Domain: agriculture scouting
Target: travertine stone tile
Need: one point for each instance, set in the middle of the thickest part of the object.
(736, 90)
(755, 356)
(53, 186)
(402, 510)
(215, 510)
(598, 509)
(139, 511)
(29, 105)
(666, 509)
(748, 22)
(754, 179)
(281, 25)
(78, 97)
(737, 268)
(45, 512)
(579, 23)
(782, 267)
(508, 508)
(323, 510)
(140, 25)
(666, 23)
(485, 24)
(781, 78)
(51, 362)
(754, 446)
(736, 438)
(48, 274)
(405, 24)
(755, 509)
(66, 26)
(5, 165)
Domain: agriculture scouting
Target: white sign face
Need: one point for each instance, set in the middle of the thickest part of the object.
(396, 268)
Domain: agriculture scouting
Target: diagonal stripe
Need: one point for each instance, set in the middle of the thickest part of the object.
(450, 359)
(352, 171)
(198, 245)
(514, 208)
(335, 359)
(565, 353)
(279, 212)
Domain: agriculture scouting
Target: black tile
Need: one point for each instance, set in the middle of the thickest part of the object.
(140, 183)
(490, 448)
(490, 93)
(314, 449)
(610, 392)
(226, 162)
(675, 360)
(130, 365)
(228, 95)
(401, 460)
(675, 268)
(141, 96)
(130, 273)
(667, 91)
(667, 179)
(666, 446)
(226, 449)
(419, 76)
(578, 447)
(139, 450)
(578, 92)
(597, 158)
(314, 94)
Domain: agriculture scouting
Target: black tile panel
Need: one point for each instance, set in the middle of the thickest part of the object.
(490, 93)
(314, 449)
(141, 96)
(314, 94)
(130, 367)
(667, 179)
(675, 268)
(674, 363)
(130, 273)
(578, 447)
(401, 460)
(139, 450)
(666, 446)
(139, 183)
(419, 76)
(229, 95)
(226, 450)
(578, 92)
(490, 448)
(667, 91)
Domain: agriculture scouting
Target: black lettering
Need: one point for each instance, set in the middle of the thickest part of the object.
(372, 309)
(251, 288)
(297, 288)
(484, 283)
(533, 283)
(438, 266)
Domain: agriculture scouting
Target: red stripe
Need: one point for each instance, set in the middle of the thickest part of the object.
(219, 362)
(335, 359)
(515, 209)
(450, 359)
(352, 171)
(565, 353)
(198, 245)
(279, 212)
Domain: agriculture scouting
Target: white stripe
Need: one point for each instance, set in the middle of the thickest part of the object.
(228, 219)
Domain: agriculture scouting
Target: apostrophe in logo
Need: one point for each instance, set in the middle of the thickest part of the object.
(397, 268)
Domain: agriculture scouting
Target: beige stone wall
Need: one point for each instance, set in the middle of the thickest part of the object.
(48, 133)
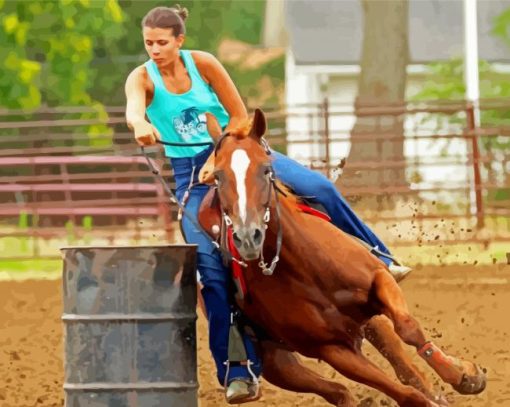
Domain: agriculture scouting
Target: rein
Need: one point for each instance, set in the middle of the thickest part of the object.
(267, 269)
(155, 171)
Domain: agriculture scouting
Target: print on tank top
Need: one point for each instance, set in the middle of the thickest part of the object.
(189, 123)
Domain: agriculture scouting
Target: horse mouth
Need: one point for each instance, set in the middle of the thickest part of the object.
(249, 255)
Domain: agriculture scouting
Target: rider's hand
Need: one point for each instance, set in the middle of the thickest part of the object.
(146, 134)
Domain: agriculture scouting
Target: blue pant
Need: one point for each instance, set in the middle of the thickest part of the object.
(215, 277)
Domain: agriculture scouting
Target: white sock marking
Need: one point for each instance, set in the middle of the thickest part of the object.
(239, 164)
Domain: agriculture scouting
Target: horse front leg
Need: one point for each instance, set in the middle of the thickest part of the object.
(465, 377)
(284, 369)
(380, 333)
(353, 365)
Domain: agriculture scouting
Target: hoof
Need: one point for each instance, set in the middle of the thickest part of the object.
(441, 401)
(472, 384)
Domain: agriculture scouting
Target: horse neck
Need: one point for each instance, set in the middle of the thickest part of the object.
(288, 221)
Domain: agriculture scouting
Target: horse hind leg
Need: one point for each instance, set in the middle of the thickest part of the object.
(355, 366)
(465, 377)
(380, 333)
(284, 369)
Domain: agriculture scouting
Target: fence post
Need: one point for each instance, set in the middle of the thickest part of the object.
(473, 134)
(325, 113)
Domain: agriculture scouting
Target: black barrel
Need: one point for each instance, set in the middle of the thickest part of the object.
(130, 326)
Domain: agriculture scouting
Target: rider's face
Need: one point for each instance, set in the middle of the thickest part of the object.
(161, 45)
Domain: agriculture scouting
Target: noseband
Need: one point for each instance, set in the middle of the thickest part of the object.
(267, 269)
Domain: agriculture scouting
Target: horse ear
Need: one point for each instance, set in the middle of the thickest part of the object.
(213, 127)
(259, 126)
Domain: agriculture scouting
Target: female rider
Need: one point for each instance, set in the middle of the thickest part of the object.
(174, 89)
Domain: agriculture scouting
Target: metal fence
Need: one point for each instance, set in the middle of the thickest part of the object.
(454, 182)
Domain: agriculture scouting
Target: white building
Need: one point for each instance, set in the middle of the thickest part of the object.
(323, 41)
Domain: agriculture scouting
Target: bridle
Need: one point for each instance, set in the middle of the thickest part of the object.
(267, 269)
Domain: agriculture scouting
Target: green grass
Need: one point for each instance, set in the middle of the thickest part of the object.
(30, 269)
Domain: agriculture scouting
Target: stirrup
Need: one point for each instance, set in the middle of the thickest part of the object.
(399, 272)
(242, 391)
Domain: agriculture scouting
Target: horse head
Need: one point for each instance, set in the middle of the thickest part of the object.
(243, 176)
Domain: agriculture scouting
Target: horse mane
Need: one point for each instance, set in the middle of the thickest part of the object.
(289, 197)
(242, 130)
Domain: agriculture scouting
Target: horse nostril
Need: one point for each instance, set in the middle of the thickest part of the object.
(237, 241)
(257, 237)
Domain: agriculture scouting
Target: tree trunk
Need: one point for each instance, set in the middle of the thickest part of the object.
(382, 82)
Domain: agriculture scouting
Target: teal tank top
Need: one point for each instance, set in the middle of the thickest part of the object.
(181, 117)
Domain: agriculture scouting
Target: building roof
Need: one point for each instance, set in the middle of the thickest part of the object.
(330, 31)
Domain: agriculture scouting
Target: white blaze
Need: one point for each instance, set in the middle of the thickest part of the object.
(239, 164)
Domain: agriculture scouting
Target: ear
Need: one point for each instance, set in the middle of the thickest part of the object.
(259, 125)
(213, 127)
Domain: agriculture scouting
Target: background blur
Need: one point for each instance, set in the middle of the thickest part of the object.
(380, 83)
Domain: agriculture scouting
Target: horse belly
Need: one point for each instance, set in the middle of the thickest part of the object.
(301, 321)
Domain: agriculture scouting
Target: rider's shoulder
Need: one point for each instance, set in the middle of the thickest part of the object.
(140, 75)
(203, 58)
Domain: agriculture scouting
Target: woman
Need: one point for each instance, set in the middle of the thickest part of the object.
(175, 88)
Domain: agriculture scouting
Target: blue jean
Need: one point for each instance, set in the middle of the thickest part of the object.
(215, 277)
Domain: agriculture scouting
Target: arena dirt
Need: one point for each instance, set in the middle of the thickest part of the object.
(464, 309)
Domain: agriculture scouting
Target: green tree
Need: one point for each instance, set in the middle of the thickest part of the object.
(47, 48)
(445, 81)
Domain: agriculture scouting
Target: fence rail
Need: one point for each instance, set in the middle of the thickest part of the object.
(61, 165)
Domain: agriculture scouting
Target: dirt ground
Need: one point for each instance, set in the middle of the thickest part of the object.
(464, 309)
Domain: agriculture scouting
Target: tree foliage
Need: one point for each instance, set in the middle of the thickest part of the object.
(47, 48)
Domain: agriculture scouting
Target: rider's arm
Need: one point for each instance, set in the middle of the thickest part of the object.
(136, 90)
(216, 75)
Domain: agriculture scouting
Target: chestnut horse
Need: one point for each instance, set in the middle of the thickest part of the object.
(325, 287)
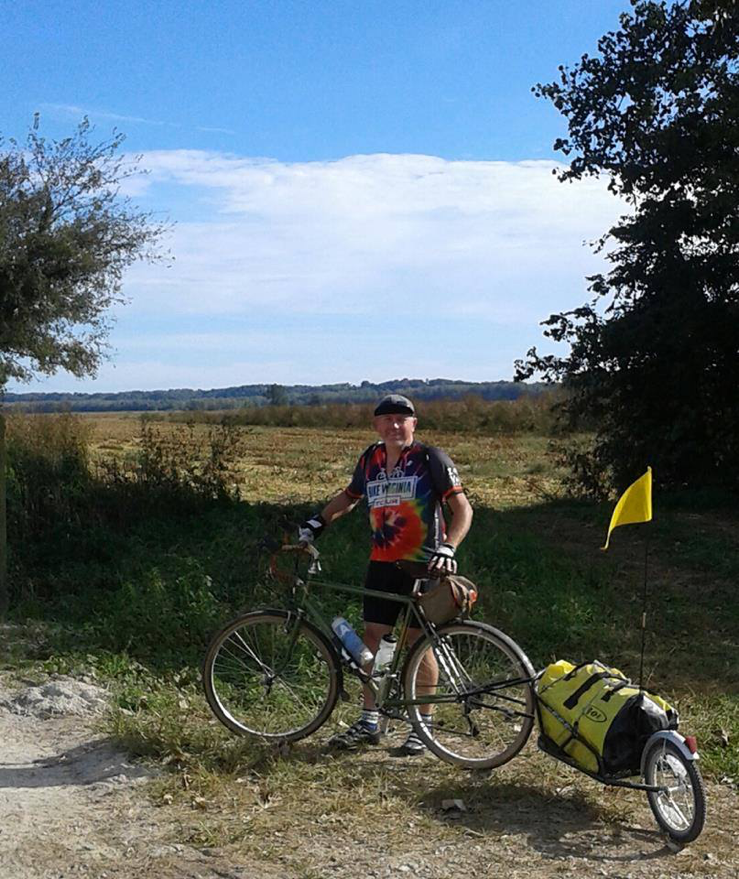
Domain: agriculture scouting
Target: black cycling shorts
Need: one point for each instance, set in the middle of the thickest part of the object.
(386, 577)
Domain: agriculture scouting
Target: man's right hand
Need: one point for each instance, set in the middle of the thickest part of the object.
(311, 529)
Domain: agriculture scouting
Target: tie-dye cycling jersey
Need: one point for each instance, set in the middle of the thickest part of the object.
(405, 505)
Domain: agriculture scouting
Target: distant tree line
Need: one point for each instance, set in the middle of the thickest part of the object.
(270, 394)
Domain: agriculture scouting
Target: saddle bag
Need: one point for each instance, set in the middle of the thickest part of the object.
(596, 718)
(449, 597)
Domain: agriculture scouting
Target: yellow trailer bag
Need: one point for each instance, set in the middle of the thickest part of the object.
(597, 717)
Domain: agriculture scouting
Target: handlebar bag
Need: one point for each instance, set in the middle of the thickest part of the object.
(598, 717)
(449, 597)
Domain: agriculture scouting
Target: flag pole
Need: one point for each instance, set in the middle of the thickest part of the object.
(644, 614)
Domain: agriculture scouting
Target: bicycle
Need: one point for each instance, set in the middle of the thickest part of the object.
(277, 673)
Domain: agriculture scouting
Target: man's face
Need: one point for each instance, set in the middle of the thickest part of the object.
(395, 430)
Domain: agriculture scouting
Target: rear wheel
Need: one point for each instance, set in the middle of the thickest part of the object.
(483, 701)
(680, 805)
(270, 675)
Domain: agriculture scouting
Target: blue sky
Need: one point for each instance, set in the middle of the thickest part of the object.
(360, 190)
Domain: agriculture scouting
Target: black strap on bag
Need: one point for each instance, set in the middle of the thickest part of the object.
(575, 697)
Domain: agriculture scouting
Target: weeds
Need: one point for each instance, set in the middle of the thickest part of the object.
(127, 560)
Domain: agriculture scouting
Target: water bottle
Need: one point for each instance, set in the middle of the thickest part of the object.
(352, 643)
(384, 655)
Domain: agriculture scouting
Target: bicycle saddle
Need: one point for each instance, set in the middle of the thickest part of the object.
(417, 570)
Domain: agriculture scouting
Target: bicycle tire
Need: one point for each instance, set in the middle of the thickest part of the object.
(264, 677)
(681, 809)
(473, 727)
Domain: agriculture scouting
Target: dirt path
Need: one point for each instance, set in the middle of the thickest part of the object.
(71, 805)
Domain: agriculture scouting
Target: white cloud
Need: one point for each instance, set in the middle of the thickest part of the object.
(364, 233)
(370, 267)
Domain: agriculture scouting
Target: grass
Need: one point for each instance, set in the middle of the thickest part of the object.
(131, 597)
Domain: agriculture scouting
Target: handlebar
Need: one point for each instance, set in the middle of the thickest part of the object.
(304, 548)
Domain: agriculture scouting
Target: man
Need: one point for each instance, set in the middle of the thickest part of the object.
(405, 483)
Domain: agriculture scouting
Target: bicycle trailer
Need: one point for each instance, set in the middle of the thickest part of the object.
(596, 719)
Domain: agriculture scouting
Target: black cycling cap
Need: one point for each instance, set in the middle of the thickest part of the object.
(395, 404)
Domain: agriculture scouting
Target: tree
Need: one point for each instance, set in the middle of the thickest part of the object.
(66, 237)
(277, 395)
(654, 356)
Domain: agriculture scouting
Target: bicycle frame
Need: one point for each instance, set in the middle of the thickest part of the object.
(386, 687)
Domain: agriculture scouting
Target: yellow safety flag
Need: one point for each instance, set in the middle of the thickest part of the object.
(634, 505)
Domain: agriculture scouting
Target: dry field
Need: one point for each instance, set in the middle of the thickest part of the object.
(294, 464)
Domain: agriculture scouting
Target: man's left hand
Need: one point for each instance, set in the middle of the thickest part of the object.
(442, 560)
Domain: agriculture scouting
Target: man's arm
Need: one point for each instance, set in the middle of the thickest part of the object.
(338, 506)
(461, 518)
(442, 559)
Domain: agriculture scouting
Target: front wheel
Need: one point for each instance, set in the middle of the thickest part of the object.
(478, 683)
(680, 804)
(271, 675)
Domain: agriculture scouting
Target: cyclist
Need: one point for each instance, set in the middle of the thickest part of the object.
(405, 483)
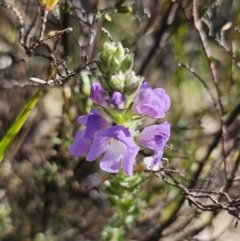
§ §
STATED EXERCISE: Copy out every line of the records above that contains the word "rider", treating uppercase and lowercase as different.

CORRECT RESPONSE:
Target: rider's hand
Target: rider's face
Target: female rider
Target: rider's shoulder
Target: rider's arm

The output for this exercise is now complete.